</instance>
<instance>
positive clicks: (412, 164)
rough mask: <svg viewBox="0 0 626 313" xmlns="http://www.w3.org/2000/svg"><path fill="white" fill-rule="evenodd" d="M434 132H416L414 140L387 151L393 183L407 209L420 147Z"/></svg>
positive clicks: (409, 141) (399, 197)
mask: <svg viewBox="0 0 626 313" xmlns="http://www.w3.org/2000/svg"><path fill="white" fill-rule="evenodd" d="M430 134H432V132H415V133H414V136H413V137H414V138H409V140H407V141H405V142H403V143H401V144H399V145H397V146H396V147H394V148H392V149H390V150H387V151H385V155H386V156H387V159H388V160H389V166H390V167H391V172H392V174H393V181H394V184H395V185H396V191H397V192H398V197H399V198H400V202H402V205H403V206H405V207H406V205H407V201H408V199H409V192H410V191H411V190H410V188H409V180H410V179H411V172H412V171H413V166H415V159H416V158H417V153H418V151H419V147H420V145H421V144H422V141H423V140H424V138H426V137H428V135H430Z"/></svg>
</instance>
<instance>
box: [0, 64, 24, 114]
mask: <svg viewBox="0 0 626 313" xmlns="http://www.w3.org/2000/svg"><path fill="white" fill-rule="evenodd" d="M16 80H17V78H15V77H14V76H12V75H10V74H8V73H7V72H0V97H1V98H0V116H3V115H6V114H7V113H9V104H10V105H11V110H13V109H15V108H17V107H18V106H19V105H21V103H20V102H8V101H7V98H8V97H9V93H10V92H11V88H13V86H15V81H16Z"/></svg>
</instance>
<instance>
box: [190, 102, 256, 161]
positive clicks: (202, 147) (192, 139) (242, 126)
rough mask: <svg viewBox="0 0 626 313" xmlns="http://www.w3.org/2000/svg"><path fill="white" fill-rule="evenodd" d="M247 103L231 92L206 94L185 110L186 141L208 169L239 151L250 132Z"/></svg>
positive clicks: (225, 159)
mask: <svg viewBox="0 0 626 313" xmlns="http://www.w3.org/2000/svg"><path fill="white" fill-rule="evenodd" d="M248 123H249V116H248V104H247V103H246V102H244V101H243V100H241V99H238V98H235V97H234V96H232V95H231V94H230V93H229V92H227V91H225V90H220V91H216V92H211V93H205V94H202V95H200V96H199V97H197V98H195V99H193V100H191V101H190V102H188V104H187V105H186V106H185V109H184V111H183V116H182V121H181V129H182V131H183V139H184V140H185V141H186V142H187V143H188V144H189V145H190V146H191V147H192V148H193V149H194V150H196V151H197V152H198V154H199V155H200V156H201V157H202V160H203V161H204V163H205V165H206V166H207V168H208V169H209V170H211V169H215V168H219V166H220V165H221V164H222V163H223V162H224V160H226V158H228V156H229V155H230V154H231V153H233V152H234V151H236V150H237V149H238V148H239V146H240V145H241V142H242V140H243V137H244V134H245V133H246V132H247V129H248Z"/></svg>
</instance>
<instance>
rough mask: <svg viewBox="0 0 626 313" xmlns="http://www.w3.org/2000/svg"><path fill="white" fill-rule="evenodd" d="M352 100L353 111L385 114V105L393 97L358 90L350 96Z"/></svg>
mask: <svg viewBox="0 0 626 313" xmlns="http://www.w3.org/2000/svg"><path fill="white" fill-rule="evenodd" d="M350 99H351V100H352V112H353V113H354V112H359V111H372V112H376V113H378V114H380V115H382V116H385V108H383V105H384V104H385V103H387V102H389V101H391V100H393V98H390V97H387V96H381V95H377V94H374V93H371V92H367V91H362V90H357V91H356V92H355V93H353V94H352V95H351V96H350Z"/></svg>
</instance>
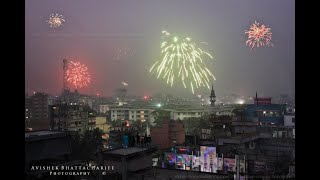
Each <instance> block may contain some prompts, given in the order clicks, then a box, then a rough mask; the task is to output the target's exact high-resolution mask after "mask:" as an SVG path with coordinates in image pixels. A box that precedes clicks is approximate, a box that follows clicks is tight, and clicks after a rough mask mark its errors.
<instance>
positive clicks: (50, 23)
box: [46, 14, 65, 28]
mask: <svg viewBox="0 0 320 180" xmlns="http://www.w3.org/2000/svg"><path fill="white" fill-rule="evenodd" d="M46 22H47V23H48V24H49V25H50V28H58V27H60V26H62V24H63V23H64V22H65V20H64V18H63V16H62V15H60V14H51V15H50V18H49V20H47V21H46Z"/></svg>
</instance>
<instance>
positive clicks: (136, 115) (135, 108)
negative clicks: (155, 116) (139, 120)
mask: <svg viewBox="0 0 320 180" xmlns="http://www.w3.org/2000/svg"><path fill="white" fill-rule="evenodd" d="M152 112H153V110H152V109H148V108H133V107H110V119H111V121H116V120H130V121H137V120H140V121H141V122H145V121H148V122H153V121H154V119H153V117H152V116H151V113H152Z"/></svg>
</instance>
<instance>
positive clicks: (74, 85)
mask: <svg viewBox="0 0 320 180" xmlns="http://www.w3.org/2000/svg"><path fill="white" fill-rule="evenodd" d="M66 74H67V76H66V78H67V81H68V82H69V83H70V84H71V85H73V86H74V87H75V88H78V87H79V88H82V87H86V86H88V85H89V84H90V82H91V77H90V74H89V73H88V68H87V67H86V66H85V65H84V64H81V63H80V62H73V61H71V62H70V64H69V65H68V70H67V72H66Z"/></svg>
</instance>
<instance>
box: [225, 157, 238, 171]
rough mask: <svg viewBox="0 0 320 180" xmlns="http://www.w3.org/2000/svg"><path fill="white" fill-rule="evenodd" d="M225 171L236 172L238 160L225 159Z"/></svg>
mask: <svg viewBox="0 0 320 180" xmlns="http://www.w3.org/2000/svg"><path fill="white" fill-rule="evenodd" d="M223 168H224V171H226V172H228V171H230V172H236V160H235V159H231V158H224V167H223Z"/></svg>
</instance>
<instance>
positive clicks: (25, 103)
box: [24, 96, 32, 129]
mask: <svg viewBox="0 0 320 180" xmlns="http://www.w3.org/2000/svg"><path fill="white" fill-rule="evenodd" d="M31 105H32V101H31V97H30V96H26V97H25V117H24V120H25V128H26V129H27V128H30V121H31V118H32V112H31V111H32V109H31Z"/></svg>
|---|
**What to produce:** Could you write out exactly the lines above, starting at the first one and ending with the line that has "132H416L414 140L387 151L393"?

**Answer below:**
</instance>
<instance>
positive clicks: (412, 164)
rough mask: <svg viewBox="0 0 626 313" xmlns="http://www.w3.org/2000/svg"><path fill="white" fill-rule="evenodd" d="M434 132H416L414 140L387 151L393 183L407 209L420 147Z"/></svg>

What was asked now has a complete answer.